Collection entries
---------------

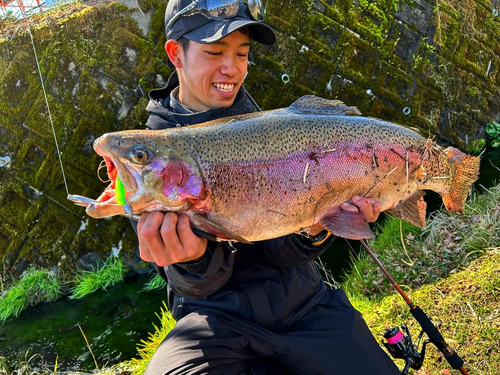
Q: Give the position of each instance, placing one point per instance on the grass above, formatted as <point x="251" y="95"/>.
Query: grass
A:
<point x="465" y="308"/>
<point x="416" y="257"/>
<point x="156" y="282"/>
<point x="34" y="287"/>
<point x="109" y="274"/>
<point x="147" y="347"/>
<point x="436" y="266"/>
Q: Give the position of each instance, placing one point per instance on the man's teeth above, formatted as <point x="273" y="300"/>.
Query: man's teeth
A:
<point x="224" y="87"/>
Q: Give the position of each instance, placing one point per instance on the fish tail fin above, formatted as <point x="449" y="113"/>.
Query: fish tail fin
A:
<point x="467" y="172"/>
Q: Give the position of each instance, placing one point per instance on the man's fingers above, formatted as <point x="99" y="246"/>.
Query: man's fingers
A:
<point x="147" y="229"/>
<point x="194" y="246"/>
<point x="367" y="206"/>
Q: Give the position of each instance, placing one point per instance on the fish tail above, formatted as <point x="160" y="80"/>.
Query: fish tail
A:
<point x="467" y="172"/>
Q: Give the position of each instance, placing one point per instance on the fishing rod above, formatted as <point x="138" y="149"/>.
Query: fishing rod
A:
<point x="401" y="346"/>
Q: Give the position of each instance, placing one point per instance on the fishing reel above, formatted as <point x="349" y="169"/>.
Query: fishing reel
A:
<point x="400" y="346"/>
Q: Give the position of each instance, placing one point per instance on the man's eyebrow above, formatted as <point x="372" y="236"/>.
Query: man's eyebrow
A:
<point x="225" y="44"/>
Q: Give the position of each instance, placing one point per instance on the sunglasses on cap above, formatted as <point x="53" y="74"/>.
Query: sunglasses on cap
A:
<point x="220" y="9"/>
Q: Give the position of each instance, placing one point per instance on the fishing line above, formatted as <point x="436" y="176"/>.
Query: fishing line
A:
<point x="46" y="101"/>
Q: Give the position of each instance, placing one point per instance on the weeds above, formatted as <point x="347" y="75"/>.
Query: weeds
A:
<point x="447" y="243"/>
<point x="111" y="272"/>
<point x="34" y="287"/>
<point x="463" y="306"/>
<point x="156" y="282"/>
<point x="147" y="348"/>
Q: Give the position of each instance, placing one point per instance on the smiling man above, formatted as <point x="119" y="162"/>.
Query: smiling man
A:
<point x="242" y="309"/>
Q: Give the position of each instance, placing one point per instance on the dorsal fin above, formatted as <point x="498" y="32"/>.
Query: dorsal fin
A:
<point x="314" y="104"/>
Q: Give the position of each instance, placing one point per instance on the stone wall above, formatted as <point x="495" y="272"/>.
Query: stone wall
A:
<point x="437" y="60"/>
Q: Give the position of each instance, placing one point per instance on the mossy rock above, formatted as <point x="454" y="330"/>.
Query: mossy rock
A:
<point x="438" y="59"/>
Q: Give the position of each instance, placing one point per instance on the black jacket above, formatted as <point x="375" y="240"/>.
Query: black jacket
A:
<point x="272" y="283"/>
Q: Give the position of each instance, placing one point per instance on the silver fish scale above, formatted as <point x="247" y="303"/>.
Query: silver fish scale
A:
<point x="270" y="136"/>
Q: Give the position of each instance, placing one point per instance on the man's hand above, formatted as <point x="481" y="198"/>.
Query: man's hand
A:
<point x="367" y="206"/>
<point x="166" y="238"/>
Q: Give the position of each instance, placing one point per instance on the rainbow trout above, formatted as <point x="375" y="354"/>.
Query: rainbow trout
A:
<point x="264" y="175"/>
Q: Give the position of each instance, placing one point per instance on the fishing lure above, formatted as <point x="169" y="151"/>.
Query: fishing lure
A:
<point x="119" y="191"/>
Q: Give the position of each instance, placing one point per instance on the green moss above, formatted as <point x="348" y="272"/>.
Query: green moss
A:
<point x="34" y="287"/>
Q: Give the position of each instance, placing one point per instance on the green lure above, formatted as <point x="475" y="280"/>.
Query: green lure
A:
<point x="119" y="191"/>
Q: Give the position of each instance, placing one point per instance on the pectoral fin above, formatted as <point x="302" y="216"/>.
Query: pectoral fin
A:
<point x="216" y="229"/>
<point x="347" y="224"/>
<point x="412" y="210"/>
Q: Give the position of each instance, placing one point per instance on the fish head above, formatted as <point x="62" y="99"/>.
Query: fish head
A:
<point x="155" y="176"/>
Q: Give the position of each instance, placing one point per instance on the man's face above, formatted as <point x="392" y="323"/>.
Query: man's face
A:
<point x="212" y="74"/>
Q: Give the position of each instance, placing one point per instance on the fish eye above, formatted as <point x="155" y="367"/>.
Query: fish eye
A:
<point x="139" y="155"/>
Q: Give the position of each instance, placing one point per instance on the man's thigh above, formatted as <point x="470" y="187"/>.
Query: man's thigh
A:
<point x="210" y="342"/>
<point x="334" y="339"/>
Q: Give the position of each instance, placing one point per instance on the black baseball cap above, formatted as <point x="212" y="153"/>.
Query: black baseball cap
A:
<point x="201" y="29"/>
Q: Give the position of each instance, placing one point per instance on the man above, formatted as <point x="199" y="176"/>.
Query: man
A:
<point x="242" y="309"/>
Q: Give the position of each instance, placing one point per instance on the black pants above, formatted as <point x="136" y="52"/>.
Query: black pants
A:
<point x="331" y="339"/>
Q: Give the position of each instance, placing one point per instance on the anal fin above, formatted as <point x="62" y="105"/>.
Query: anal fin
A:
<point x="217" y="229"/>
<point x="347" y="224"/>
<point x="412" y="210"/>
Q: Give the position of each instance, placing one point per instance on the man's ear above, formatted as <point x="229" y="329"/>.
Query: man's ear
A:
<point x="174" y="52"/>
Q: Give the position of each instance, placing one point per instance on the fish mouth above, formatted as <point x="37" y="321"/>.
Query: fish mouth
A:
<point x="107" y="204"/>
<point x="128" y="176"/>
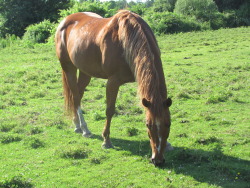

---------------

### Instruction
Identify every line in the entries above that contains the string "wall", treating uppercase and lowercase letters as different, and copy each of those lines.

### Written solution
Q: Give the position of each instance, placing one point per instance on the stone wall above, formatted as <point x="495" y="272"/>.
Query: stone wall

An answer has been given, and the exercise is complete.